Show every line of the material below that contains the word "fence", matching its case exactly.

****************************************

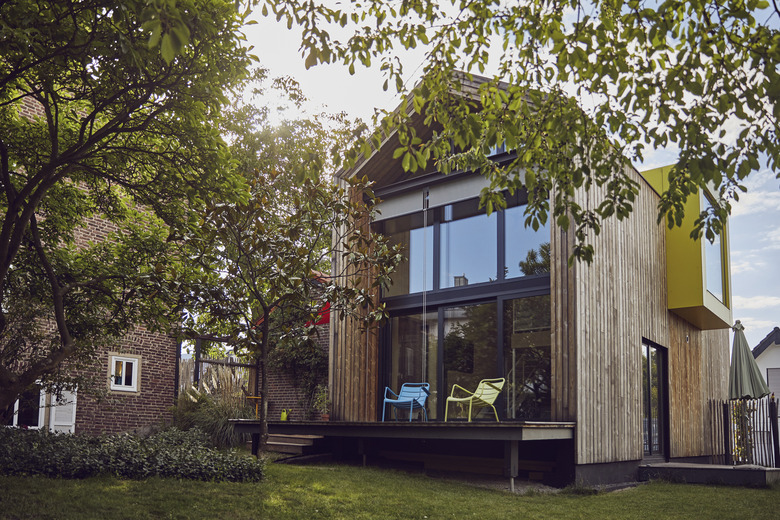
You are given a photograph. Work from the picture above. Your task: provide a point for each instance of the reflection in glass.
(414, 354)
(470, 350)
(416, 240)
(469, 246)
(527, 357)
(527, 251)
(713, 258)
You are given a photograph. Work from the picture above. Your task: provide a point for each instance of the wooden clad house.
(607, 365)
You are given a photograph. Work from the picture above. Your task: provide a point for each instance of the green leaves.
(669, 74)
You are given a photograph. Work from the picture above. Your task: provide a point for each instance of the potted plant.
(322, 402)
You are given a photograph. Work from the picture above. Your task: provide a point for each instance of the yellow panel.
(687, 293)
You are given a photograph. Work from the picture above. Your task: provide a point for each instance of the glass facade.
(471, 303)
(414, 354)
(470, 350)
(527, 251)
(467, 246)
(415, 273)
(527, 362)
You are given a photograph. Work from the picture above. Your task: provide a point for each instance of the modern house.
(767, 355)
(607, 365)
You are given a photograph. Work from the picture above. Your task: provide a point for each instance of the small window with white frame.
(124, 372)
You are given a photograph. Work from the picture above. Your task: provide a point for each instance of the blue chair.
(411, 397)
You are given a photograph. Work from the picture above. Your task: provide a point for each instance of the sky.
(755, 220)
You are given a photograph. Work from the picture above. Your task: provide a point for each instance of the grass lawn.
(358, 493)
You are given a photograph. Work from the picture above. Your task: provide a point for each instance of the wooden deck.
(477, 430)
(367, 436)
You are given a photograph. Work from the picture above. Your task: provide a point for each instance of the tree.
(263, 258)
(578, 90)
(105, 116)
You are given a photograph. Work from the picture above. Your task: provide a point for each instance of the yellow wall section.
(687, 286)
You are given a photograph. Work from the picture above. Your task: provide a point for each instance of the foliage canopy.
(577, 89)
(105, 121)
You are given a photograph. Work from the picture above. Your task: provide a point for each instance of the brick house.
(134, 381)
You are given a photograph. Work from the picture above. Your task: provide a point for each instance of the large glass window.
(527, 251)
(414, 354)
(527, 357)
(470, 350)
(416, 240)
(468, 245)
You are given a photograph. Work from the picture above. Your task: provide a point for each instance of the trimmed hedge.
(170, 453)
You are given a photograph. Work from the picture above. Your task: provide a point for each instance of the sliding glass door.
(654, 407)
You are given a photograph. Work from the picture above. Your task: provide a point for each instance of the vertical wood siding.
(620, 298)
(563, 352)
(698, 373)
(354, 360)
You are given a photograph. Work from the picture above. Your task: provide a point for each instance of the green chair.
(485, 395)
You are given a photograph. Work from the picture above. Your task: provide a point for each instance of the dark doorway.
(654, 401)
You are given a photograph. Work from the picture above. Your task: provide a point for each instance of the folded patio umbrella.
(745, 379)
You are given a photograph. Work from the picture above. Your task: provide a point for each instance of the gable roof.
(773, 338)
(385, 169)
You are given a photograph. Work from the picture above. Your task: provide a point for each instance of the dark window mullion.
(442, 397)
(435, 214)
(501, 246)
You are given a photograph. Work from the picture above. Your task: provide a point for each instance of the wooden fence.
(749, 431)
(195, 371)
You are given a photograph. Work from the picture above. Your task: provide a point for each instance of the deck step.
(295, 444)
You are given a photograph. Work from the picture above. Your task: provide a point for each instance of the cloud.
(773, 238)
(756, 302)
(756, 202)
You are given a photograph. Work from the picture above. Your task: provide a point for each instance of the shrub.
(219, 398)
(170, 453)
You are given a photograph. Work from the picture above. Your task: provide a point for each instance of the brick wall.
(284, 395)
(125, 411)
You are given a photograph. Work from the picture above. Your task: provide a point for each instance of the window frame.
(135, 387)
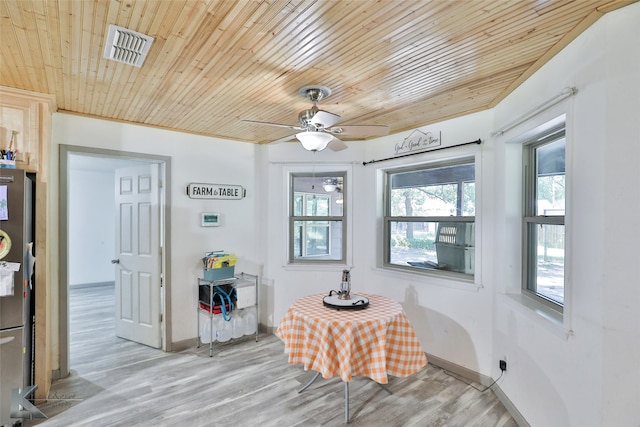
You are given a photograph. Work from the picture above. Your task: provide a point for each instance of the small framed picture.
(210, 219)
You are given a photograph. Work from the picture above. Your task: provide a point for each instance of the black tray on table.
(355, 302)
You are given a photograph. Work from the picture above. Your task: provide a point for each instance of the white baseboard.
(481, 379)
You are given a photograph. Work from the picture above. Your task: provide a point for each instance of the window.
(544, 208)
(429, 218)
(316, 221)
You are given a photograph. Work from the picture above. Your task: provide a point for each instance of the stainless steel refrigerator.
(16, 304)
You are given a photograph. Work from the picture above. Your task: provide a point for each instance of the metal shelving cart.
(246, 287)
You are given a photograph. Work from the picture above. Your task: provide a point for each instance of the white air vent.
(127, 46)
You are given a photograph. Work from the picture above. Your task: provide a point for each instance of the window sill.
(550, 319)
(438, 279)
(324, 266)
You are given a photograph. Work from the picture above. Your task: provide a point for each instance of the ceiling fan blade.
(285, 139)
(336, 145)
(274, 124)
(324, 118)
(360, 131)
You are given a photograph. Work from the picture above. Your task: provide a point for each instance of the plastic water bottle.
(237, 324)
(205, 329)
(250, 321)
(224, 329)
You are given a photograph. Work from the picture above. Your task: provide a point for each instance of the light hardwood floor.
(115, 382)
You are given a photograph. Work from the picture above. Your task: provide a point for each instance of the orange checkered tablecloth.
(374, 342)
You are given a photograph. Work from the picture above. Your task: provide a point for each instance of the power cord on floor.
(451, 374)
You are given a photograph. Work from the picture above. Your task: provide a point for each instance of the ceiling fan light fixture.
(314, 141)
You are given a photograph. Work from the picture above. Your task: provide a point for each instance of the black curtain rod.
(477, 141)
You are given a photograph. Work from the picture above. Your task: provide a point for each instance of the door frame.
(165, 230)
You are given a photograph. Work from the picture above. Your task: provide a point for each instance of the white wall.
(453, 319)
(583, 372)
(91, 225)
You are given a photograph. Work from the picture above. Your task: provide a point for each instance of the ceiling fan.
(316, 127)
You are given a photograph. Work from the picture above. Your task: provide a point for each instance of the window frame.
(530, 217)
(293, 219)
(388, 219)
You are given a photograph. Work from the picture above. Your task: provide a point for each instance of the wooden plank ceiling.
(399, 63)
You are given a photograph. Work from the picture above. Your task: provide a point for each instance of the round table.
(374, 342)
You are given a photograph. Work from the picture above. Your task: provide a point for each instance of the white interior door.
(137, 262)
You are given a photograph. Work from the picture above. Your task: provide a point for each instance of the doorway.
(97, 246)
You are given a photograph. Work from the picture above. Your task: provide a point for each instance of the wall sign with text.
(418, 141)
(197, 190)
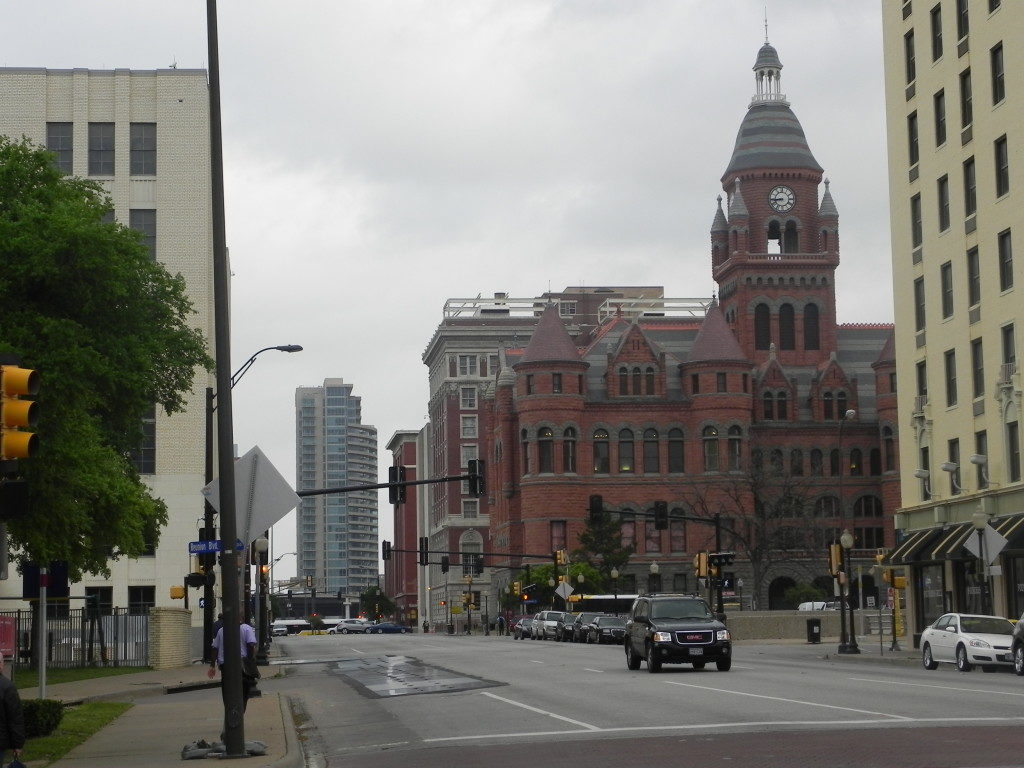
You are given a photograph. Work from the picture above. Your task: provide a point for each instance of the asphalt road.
(444, 700)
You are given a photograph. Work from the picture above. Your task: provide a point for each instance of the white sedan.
(966, 640)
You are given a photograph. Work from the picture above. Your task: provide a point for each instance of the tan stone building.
(954, 112)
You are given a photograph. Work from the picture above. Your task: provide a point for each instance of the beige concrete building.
(954, 102)
(143, 135)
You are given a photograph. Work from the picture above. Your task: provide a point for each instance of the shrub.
(42, 716)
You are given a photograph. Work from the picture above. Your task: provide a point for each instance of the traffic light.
(395, 492)
(596, 508)
(424, 553)
(16, 414)
(660, 515)
(477, 483)
(835, 558)
(700, 564)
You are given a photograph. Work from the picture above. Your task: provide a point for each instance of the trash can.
(814, 630)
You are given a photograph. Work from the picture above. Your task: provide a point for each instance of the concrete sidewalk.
(154, 731)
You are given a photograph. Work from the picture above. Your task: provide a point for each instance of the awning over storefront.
(912, 547)
(949, 545)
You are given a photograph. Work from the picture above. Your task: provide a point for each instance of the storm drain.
(403, 676)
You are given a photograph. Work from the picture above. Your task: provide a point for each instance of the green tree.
(601, 545)
(375, 603)
(109, 330)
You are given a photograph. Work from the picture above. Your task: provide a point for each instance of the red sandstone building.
(728, 406)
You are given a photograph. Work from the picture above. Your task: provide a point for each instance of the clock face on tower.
(781, 199)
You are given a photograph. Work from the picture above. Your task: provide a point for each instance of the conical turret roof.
(551, 342)
(715, 340)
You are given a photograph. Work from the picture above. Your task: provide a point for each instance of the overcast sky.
(382, 157)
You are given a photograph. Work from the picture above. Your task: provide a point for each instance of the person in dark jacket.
(12, 727)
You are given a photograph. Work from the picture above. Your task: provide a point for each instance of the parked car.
(607, 630)
(676, 629)
(385, 628)
(563, 628)
(546, 623)
(346, 626)
(581, 624)
(523, 628)
(968, 639)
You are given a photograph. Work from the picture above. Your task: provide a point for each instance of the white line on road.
(731, 726)
(588, 726)
(941, 687)
(788, 700)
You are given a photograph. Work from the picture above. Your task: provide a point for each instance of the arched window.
(826, 506)
(856, 463)
(627, 458)
(876, 462)
(710, 438)
(545, 450)
(762, 327)
(651, 459)
(601, 463)
(676, 456)
(786, 328)
(867, 506)
(890, 446)
(735, 449)
(812, 339)
(568, 450)
(816, 463)
(791, 243)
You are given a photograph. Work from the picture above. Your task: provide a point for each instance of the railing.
(118, 638)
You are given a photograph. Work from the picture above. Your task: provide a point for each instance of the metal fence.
(79, 637)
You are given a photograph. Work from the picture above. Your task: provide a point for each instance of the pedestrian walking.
(247, 649)
(12, 727)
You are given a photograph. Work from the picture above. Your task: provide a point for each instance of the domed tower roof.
(715, 340)
(551, 342)
(770, 135)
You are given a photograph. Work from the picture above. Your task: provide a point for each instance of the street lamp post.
(209, 529)
(848, 639)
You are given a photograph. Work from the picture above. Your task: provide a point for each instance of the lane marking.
(940, 687)
(588, 726)
(787, 700)
(732, 726)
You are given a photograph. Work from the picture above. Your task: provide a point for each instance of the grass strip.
(78, 725)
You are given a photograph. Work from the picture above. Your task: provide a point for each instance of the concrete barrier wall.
(779, 625)
(170, 637)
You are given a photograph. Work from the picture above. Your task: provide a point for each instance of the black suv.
(675, 629)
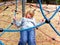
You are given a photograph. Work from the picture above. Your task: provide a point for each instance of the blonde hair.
(30, 13)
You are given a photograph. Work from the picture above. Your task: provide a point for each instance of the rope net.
(44, 35)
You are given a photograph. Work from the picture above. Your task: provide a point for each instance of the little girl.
(28, 36)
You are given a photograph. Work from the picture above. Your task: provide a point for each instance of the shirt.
(26, 22)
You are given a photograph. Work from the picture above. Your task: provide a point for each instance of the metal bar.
(54, 29)
(39, 1)
(8, 30)
(23, 8)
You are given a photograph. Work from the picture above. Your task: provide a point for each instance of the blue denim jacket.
(26, 22)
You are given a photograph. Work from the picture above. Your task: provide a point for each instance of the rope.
(12, 21)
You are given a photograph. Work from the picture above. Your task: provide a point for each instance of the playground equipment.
(46, 21)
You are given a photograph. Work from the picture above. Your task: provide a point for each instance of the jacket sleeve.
(18, 23)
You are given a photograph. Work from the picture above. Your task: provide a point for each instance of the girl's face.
(28, 16)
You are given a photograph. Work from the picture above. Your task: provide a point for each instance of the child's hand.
(42, 20)
(14, 18)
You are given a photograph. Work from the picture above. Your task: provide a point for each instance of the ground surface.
(44, 34)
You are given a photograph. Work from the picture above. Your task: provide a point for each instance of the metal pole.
(23, 8)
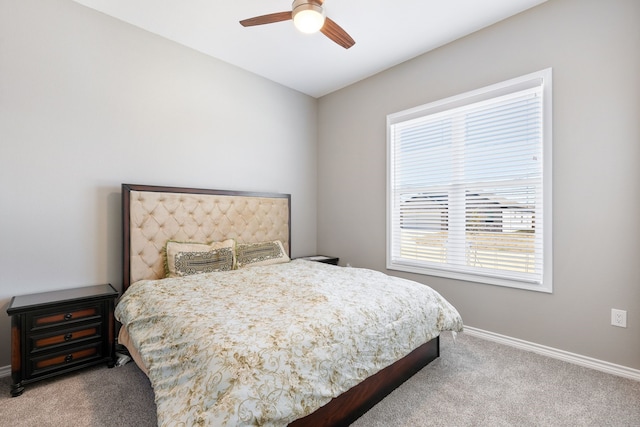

****************************************

# Problem solution
You are given a photograph. Work from the picture above. Your task: provide a point for each instance of the wooden fence.
You are given a photograph. Work from the picture above. Your task: provide a point for each instance of the metal fence.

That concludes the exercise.